Hay a quien el paso de la niñez a la adolescencia le resulta sencillo, y hay a quien no. Quizás no es este el marco más adecuado para hablar de este tema, pero aún así debo decir que a mí no me pareció sencillo, ni mucho menos. ¿Por qué digo esto? Creo que la razón principal es que, al igual que me ha ocurrido en otras épocas posteriores de mi vida, e incluso en alguna anterior, mis relaciones sociales han sido discontinuas, plagadas de rupturas, de cambios radicales, de dejar atrás una etapa y pasar a otra distinta; con nuevos contextos, nuevas perspectivas, nuevos retos, nuevos estímulos… y nuevas personas.
Al contrario de quienes mantienen durante toda su vida el mismo grupo de amigos, y que jamás estarían dispuestos a mudarse de barrio precisamente por esa razón, yo he ido cambiando más de una vez; de amigos, de barrio y de muchas más cosas; como por ejemplo cuando, llegada la hora de pasar de la niñez a la adolescencia, dejé atrás para siempre la cuadrilla con la que jugaba a indios y vaqueros y con la cual no me volví a relacionar jamás, para iniciarme en unas actividades y en un ambiente que nada tenía que ver con lo anterior.

**EJERCICIO PROPUESTO 1:** En el texto sobre el paso de la niñez a la adolescencia, ¿a qué jugaba quien escribe con la cuadrilla que dejó atrás?
**EJERCICIO PROPUESTO 2:** Prosigue el texto sobre el paso de la niñez a la adolescencia desde el punto en que termina.
Los registros son un material aparte, sin relación con el texto anterior.

**EXTRACTOS DE REGISTROS:**
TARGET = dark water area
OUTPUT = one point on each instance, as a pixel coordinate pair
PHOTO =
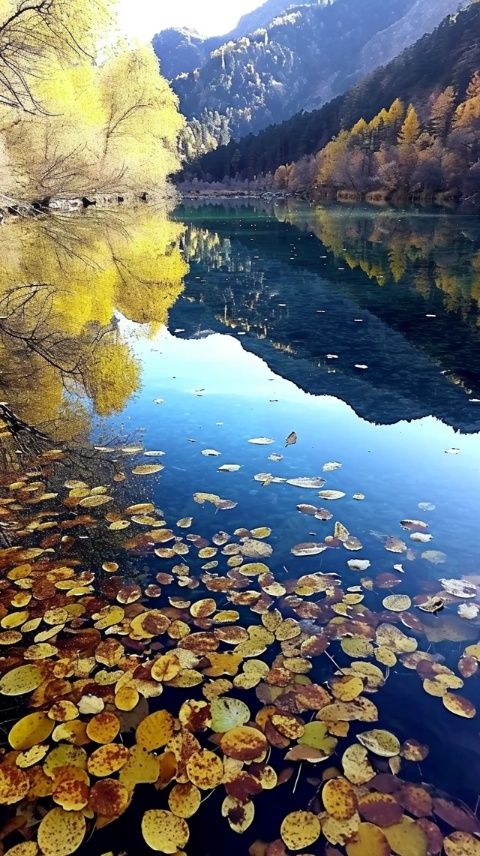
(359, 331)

==

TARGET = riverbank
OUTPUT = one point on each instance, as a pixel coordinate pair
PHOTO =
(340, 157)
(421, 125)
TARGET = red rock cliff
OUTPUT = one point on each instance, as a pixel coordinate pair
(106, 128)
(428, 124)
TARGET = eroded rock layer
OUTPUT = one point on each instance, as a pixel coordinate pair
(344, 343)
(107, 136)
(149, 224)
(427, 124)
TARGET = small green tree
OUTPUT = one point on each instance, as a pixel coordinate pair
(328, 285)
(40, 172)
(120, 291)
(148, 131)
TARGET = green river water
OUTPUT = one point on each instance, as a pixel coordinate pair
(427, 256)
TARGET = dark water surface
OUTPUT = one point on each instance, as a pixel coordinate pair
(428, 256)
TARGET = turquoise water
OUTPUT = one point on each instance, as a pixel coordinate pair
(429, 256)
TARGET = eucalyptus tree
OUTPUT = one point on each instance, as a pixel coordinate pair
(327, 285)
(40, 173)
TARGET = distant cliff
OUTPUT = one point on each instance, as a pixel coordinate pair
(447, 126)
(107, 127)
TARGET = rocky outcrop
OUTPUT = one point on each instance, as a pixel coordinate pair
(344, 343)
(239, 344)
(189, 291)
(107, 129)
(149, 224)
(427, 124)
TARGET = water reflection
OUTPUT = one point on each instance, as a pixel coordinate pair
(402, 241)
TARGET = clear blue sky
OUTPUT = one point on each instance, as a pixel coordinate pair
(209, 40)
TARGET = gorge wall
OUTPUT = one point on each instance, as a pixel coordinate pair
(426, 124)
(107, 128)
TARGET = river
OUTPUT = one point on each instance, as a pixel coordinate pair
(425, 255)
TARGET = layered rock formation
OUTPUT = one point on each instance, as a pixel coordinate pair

==

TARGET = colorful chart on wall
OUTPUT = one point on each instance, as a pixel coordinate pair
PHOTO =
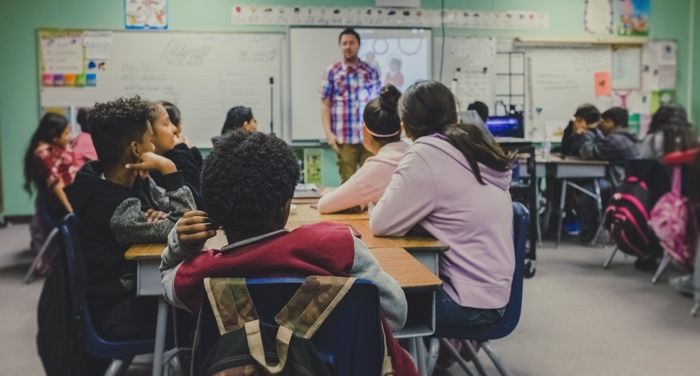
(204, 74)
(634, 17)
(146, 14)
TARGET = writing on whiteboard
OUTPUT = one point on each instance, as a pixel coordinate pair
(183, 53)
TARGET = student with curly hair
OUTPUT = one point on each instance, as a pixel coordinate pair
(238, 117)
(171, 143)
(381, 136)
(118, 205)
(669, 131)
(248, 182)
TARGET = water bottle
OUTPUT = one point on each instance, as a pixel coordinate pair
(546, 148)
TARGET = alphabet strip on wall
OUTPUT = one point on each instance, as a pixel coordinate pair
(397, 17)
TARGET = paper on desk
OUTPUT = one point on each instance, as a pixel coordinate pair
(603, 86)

**RESULTADO FINAL 1:** A indios y vaqueros.

**RESULTADO FINAL 2:**
El ínclito USLG, ese que se ponía a tocar en el piano de mi casa un himno nazi con total desfachatez, tenía unas hermanas mayores que participaban en un club juvenil parroquial, y fue gracias a él y a sus ”contactos” que ambos pudimos hacernos socios de dicho club, en el cual, como no podía ser menos en los felices años sesenta, tuvimos un montón de experiencias entre las cuales las de tipo musical ocupaban un lugar preferente.
Iglesia San Ignacio de Loyola, Barrio de San Ignacio
No solo de música vive el hombre (ni la mujer, dicho sea de paso). Otra de las actividades desarrolladas por el grupo era el teatro. Pero como representar una obra requería una preparación y unos medios de los que no disponíamos, nos conformábamos con hacer teatro leído, actividad esta que se lleva a cabo colocando en un escenario una larga fila de mesas individuales, cada una de ellas provista de una bombilla. Cada mesa la ocupa uno de los personajes, cuya bombilla se enciende cuando le toque leer la parte correspondiente del texto, y mientras tanto las demás luces permanecen apagadas.
En los primeros años de mi estancia en el citado club, es decir, cuando yo era de los socios más jóvenes, la generación anterior era la que cortaba el bacalao como quien dice; teniendo en cuenta que, tratándose de adolescentes, un intervalo de cinco años poco más o menos constituye un auténtico cambio generacional. El presidente era el chico más guay del club, que como no podía ser de otra forma estaba enrollado con la chica más mona. Aparte de guay, debía de ser bastante intelectual, porque la obras que escogía para las representaciones leídas solían ser de Alejandro Casona, un autor asturiano que fue también maestro e inspector de educación, de simpatías republicanas a pesar de que, por fortuna, el régimen franquista no se ensañó demasiado con él, y gracias a ello pudo seguir desarrollando su actividad creativa después de la Guerra Civil.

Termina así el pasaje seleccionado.